Output the records exactly, and drop each picture.

───── GIVEN RECORDS

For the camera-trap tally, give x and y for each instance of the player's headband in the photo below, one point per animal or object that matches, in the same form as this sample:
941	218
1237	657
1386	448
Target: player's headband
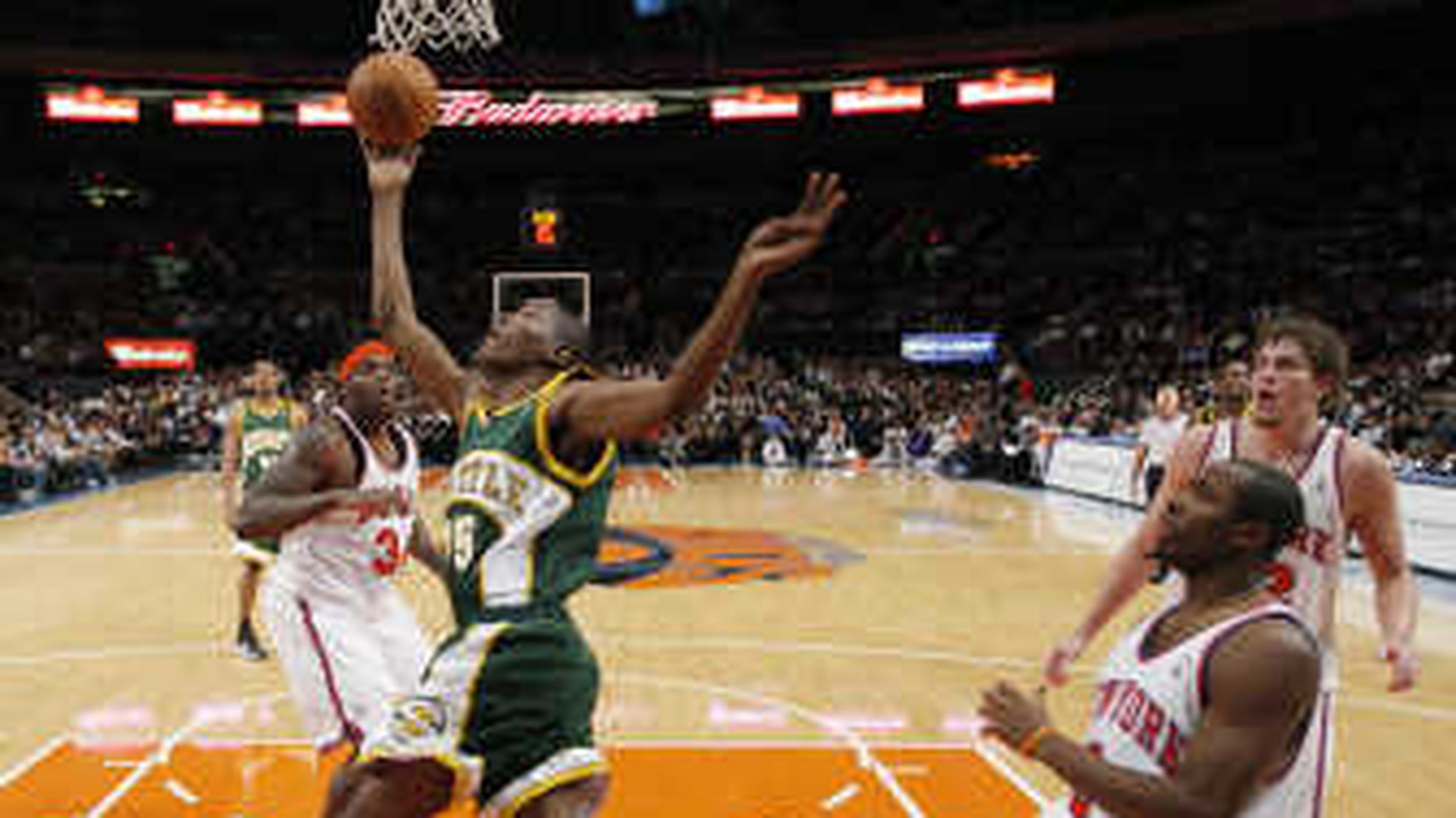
365	353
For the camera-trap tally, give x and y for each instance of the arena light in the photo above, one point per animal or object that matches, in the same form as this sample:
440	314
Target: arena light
152	354
1008	88
481	109
91	104
878	97
217	109
756	104
333	112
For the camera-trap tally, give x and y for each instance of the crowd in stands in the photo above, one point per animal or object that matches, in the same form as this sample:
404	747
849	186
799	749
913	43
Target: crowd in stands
1105	272
817	412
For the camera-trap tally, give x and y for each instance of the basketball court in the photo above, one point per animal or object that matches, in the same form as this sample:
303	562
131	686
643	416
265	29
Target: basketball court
772	645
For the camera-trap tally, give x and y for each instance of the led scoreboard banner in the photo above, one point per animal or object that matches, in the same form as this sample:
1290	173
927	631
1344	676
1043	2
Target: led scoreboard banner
508	109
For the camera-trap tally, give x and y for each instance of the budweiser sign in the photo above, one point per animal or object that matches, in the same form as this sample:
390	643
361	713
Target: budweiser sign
152	354
479	109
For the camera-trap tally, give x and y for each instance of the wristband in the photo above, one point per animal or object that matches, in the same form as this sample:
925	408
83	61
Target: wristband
1031	743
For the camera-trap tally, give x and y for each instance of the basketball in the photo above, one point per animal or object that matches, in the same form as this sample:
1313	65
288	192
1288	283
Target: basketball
394	98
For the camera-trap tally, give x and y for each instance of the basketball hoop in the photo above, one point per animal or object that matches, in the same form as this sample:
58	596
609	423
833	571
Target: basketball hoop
436	25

──────────

▶ **WRITTEN SOLUTION**:
For the camera-trap tally, give x and y for each instance of the player's headband in the photo below, one point per animal or object that matches, in the same form as this sample:
941	218
1237	657
1386	448
Target: player's headband
365	353
For the camera-trap tally, give x and y for each instance of the arena light in the photo above, one point per animal or object that matches, in the same form as this sample:
440	314
Target: arena light
152	354
1008	88
481	109
91	104
878	97
217	109
756	104
333	112
For the camera-trap tally, give x and y for each instance of the crowd in stands in the photo above, one point per animal or object that matches, in the same form as this sample:
404	747
849	186
799	749
913	43
Target: crowd in stands
1105	272
817	412
For the camera-trap tally, give x and y for each instance of the basketball court in the photo above, one point per animal or object that matches, in the same form as this sample:
303	562
131	686
643	416
265	29
Target: basketball court
772	645
For the camera-trap tally, give x and y for each instance of the led scoreboard banner in the photo above, one point per animal or object that matches, in the same form as this sample:
1290	173
927	631
1344	676
1043	2
Target: led scoreboard banner
508	109
For the camera-trap tally, give x and y for each instance of the budweiser sign in the photo above, one point per animal or object that matches, in the same form as this sample:
390	643
361	713
Target: budweiser sign
152	354
479	109
For the camera-trap tally, give x and y for each instance of the wristband in the photo above, one point per animal or object that matches, in the same form as this sample:
925	408
83	61
Target: wristband
1031	743
For the camera-trap tally, give x and y for each instance of the basketball in the photo above, one point per animal or object that matches, in the same form as this sample:
1313	65
288	192
1288	283
Target: basketball
394	98
For the camera-trap tally, give x and y for each instance of the basketball hoop in the photo above, one point per animal or object that matches, in the same form as this sample:
58	596
609	423
833	571
Target: basketball hoop
436	25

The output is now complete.